■ Exercise details
Give the records below again, word for word. No pictures belong in the copy.

══ Task data ══

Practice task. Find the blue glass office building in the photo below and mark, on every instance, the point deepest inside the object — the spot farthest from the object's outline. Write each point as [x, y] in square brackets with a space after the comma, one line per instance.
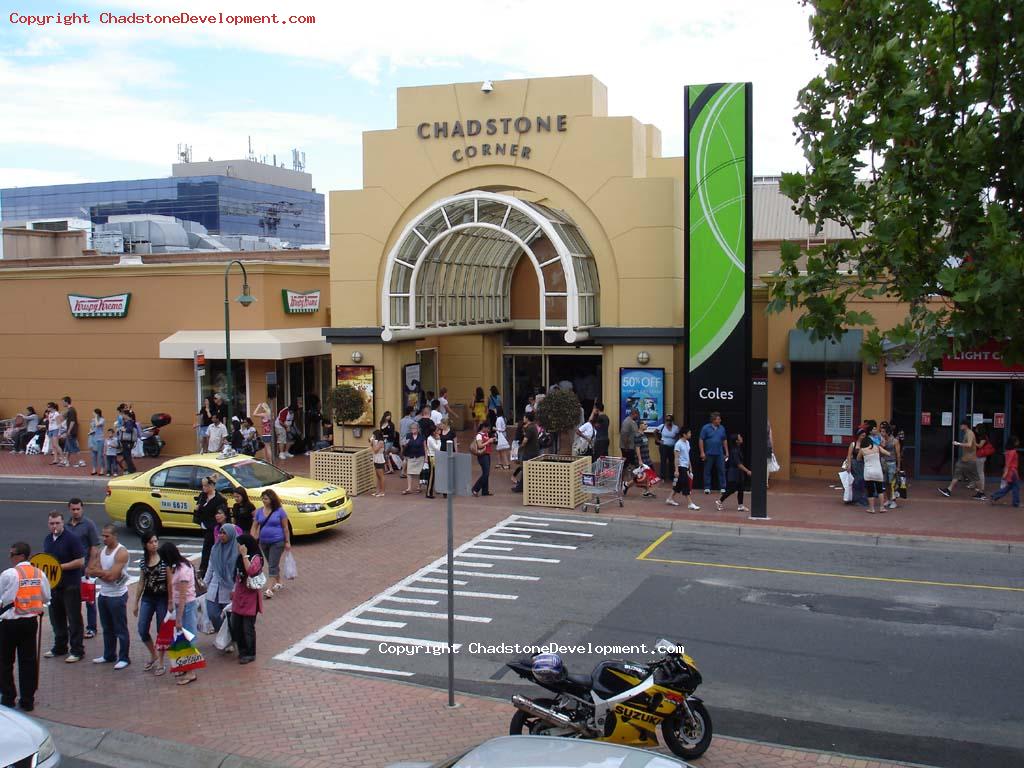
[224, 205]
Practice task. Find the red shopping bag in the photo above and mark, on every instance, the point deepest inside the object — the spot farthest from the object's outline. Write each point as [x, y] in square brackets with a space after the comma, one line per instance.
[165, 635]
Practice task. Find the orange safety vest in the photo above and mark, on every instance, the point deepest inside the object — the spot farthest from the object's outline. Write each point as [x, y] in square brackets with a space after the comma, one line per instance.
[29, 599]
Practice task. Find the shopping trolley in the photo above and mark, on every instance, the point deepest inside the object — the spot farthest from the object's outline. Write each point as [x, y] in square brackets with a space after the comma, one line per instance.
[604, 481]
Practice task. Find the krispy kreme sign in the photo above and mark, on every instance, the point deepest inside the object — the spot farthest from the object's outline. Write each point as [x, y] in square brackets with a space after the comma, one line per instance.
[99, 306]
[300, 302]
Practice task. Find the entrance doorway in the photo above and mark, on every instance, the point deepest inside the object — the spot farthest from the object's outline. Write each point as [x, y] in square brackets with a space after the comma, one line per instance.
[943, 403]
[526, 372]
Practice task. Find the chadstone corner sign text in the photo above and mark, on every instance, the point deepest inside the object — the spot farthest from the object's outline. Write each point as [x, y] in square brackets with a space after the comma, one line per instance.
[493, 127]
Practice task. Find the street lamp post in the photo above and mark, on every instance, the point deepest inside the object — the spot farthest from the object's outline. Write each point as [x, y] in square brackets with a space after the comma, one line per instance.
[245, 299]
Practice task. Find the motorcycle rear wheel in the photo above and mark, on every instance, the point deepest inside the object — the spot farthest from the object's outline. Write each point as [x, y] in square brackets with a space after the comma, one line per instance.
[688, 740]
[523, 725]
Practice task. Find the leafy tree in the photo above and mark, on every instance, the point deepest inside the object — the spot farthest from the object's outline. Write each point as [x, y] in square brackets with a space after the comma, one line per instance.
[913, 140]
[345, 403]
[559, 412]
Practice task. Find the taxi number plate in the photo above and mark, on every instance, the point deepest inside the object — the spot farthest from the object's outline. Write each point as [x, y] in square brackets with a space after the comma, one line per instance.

═══

■ Answer box
Practice task. Find the blue glass office building in the photo below and mark, on every instance, the point deepest inside the object — the spot farthest from the object's outline. Write each point as [x, y] in square brackets with a space after the comma, one line per instance.
[224, 205]
Practice task. Find the red shopping bag in the photo above and mark, on every instance, the point deepest inside the object — the spot farthest from the object's outline. Write each point as [x, y] in square brackets with a space after the comma, one line per instance.
[165, 635]
Practice task. Find the orange safety vest in the photo above and mark, on every instance, the point deepest inside the object — the spot farthest from the object's outline. Write each point as [x, y] in square brackets with a space after the comma, one line per instance.
[29, 599]
Practice task. Find the shopping trolley in the photo above and mark, on every instance, the point deepest inside the object — the spot farthest from the object's outline. Write each point as [x, y] in square brackets with a space after the comma, one line per instance.
[604, 481]
Practice task. Find the krispy kreme sign in the photo above and mark, on every instance, the point deepest inside the object — the spot farthest from the object's outline. Write each point as [x, y] in square brackets with a space after the comma, one line per instance.
[99, 306]
[300, 302]
Practice task. Find the entrance doorway in the photo above and mark, on every instance, the point deepest inside the object — the spot farthest from the object's outline. Write each point as [x, y] in square brackets with a space after the comma, one line per instance.
[943, 403]
[526, 372]
Practice task. Find the chadstone corner sign text in the photo above and mark, on every instance, the point deepest inside the object — the spot farthest from the object's outline. Write each point as [x, y] in square brackets with a space after the comma, one line per instance.
[493, 127]
Practice task. Find the street lamp post in the photo above and mark, on every instance, the point deepest inside the object — the spot farthest from the object's outline. Write each point as [x, y] in square brackets with a space after the comma, one line per instance.
[245, 299]
Practice task. Find the motorcycle rear wheel in the photo above and mark, on every instance, the point deepest inside the object — the spot farthest from the object's outline. Write each point as [x, y] in square brackets with a space after the comma, one line per instance.
[688, 740]
[523, 725]
Practice task. Find the leafy tree in the photo above and mark, on every instance, the point deepest inside the object — the spot farthest from the object's outline. Write each point as [x, y] in square brackets with a space after the comma, one line per instance.
[913, 140]
[345, 403]
[559, 412]
Practice task. Find the taxi number plate in the photo above and mark, on every instance, the point deepest inside the object — the spot farthest from the object's outline. Write each point as [x, y] in square brackets with a space after the comma, one line per instance.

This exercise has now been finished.